Repeat the rows below verbatim, covering only the stretch from the line containing "Target | white house" through the line containing "x=224 y=209", with both of those lines included.
--- BEGIN ---
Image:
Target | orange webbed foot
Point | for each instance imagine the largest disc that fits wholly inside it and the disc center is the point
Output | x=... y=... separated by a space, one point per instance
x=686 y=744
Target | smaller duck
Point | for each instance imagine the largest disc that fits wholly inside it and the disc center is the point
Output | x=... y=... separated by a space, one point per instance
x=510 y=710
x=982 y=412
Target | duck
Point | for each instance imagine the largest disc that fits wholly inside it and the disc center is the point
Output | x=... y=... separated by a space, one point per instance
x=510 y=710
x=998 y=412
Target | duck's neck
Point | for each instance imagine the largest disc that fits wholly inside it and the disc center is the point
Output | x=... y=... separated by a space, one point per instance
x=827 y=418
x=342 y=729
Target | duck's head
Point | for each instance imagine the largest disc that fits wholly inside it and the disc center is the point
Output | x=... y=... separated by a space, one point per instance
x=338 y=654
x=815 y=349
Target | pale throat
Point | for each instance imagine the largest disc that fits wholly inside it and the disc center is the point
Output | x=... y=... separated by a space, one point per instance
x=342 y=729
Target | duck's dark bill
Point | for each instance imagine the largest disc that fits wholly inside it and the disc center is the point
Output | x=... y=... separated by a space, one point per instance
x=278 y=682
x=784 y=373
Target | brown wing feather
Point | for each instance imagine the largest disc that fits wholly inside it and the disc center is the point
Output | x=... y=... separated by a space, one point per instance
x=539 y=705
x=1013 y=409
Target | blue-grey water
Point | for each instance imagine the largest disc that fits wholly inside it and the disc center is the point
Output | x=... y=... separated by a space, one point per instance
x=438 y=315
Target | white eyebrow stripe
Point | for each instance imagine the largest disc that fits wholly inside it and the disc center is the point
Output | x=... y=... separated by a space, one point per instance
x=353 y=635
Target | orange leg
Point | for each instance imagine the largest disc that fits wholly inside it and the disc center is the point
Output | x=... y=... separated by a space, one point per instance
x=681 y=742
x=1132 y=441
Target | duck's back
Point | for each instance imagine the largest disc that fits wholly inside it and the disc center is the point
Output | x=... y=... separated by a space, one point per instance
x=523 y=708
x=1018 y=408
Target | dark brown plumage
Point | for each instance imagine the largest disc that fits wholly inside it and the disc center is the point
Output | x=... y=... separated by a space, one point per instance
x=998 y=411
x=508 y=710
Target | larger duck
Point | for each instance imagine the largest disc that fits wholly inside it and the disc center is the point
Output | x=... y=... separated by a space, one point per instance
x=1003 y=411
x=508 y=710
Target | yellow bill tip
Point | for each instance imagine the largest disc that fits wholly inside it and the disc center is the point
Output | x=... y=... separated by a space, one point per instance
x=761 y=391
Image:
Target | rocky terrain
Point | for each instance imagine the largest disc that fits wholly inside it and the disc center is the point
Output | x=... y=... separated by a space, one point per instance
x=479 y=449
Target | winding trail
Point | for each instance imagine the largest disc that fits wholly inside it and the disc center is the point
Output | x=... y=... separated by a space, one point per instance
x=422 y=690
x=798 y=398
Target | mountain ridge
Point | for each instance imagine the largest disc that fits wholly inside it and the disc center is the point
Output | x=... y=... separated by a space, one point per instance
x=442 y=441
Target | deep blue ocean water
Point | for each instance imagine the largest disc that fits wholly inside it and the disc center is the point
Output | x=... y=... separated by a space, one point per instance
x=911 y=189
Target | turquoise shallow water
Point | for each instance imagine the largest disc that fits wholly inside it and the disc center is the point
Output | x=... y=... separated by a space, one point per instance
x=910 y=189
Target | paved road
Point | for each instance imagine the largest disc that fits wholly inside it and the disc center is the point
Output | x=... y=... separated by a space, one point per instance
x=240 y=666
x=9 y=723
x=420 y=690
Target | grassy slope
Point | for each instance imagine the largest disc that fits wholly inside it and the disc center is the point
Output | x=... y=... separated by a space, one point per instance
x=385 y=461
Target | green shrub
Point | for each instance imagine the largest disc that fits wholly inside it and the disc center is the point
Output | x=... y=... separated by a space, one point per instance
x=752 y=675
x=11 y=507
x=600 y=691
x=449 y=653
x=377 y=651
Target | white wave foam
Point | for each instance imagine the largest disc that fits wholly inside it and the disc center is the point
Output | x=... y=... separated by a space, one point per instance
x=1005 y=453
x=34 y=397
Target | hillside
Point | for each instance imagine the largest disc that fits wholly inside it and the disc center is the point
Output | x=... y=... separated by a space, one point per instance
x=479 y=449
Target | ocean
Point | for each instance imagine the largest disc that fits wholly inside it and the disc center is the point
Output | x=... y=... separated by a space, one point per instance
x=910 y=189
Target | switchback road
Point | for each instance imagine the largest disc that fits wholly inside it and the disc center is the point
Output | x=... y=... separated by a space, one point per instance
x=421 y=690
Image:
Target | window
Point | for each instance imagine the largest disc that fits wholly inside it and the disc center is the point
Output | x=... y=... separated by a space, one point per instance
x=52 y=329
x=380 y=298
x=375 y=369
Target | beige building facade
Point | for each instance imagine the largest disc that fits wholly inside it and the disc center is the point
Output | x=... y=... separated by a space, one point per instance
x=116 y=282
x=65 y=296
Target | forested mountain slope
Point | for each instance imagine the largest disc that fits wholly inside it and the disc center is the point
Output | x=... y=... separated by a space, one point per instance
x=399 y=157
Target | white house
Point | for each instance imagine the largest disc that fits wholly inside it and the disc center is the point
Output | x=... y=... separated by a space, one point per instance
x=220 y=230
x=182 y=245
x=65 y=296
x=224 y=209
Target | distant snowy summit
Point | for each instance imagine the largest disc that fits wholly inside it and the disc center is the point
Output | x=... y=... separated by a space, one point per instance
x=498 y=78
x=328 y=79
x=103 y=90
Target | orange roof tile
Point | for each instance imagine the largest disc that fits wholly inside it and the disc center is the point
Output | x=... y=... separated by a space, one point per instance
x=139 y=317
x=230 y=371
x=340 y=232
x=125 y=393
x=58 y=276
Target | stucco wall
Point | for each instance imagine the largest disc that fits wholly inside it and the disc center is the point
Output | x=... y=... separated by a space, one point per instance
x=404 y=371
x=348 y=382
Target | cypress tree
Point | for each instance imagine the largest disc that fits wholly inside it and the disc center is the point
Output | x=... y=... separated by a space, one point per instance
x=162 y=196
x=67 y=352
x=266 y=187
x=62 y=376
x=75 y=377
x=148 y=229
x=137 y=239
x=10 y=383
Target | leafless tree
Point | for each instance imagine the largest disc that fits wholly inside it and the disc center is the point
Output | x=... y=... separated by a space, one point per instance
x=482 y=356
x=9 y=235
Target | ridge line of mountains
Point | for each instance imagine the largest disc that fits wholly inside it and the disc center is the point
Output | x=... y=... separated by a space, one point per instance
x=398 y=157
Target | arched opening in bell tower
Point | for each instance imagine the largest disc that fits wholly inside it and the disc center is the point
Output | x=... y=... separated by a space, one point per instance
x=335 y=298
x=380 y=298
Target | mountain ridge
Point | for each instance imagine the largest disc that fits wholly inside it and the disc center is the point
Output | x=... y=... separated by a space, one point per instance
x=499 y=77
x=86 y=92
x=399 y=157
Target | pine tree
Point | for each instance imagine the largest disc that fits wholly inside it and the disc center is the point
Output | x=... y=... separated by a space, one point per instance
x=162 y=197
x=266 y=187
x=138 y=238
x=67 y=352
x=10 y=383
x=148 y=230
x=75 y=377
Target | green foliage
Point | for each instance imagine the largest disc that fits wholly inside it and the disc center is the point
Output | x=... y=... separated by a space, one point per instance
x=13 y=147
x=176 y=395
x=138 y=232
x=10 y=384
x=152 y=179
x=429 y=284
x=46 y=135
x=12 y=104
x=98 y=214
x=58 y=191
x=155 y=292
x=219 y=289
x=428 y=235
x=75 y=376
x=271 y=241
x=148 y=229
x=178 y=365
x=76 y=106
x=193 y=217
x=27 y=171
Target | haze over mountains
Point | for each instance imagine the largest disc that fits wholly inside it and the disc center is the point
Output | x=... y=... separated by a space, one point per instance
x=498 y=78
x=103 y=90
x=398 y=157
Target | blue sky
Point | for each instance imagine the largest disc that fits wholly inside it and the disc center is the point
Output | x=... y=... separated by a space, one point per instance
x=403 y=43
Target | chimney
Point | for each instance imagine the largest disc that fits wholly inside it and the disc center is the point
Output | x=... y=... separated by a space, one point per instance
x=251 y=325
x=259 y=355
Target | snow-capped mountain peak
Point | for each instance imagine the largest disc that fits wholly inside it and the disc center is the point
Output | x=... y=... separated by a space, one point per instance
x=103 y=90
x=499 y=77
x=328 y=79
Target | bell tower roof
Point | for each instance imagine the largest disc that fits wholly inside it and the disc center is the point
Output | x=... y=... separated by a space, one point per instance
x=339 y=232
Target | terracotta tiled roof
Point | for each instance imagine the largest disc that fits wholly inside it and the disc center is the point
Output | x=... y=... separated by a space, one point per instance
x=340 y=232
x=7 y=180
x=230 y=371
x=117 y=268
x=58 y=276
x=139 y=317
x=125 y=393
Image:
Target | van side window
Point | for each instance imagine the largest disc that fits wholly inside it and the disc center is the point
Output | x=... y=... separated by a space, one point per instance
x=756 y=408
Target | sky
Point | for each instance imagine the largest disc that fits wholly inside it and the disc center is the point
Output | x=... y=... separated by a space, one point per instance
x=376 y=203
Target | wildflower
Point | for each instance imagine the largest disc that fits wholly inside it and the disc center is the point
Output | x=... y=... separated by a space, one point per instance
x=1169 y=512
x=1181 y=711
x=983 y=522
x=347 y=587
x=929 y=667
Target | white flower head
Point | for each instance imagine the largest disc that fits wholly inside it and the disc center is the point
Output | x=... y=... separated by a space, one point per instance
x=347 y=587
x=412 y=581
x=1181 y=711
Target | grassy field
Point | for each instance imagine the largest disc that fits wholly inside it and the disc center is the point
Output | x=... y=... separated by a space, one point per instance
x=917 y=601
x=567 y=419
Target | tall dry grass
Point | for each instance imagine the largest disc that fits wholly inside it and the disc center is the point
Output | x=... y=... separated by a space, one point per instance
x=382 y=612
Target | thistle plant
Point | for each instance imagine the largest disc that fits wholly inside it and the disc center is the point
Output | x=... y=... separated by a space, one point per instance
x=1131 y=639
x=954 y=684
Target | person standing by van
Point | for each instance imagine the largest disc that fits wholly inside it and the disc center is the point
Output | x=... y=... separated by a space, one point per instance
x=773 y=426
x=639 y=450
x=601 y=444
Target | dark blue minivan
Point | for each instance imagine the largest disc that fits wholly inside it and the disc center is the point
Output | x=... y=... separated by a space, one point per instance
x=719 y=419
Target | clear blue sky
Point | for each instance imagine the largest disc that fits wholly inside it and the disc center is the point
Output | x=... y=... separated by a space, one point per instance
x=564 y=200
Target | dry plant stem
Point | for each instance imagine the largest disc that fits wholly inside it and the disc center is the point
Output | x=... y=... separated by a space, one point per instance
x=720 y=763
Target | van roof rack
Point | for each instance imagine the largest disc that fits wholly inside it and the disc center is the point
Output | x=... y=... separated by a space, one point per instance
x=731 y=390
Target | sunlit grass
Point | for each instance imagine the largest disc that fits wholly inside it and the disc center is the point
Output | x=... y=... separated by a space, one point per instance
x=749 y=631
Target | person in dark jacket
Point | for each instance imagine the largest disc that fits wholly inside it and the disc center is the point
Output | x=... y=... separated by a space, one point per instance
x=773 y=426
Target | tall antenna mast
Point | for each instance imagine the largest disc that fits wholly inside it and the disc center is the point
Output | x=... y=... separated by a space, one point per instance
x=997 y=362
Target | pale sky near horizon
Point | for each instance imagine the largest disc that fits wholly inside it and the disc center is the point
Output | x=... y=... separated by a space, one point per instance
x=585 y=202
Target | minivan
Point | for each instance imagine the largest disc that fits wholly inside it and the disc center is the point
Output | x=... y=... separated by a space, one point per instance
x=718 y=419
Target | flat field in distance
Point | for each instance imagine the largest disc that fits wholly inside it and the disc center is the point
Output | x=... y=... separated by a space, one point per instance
--- END ---
**Final result**
Target | white house
Point | for each instance imagine the largest disc that fits wholly inside it and the disc center is the point
Output | x=... y=... separated by a space, one point per instance
x=220 y=230
x=182 y=245
x=65 y=296
x=224 y=209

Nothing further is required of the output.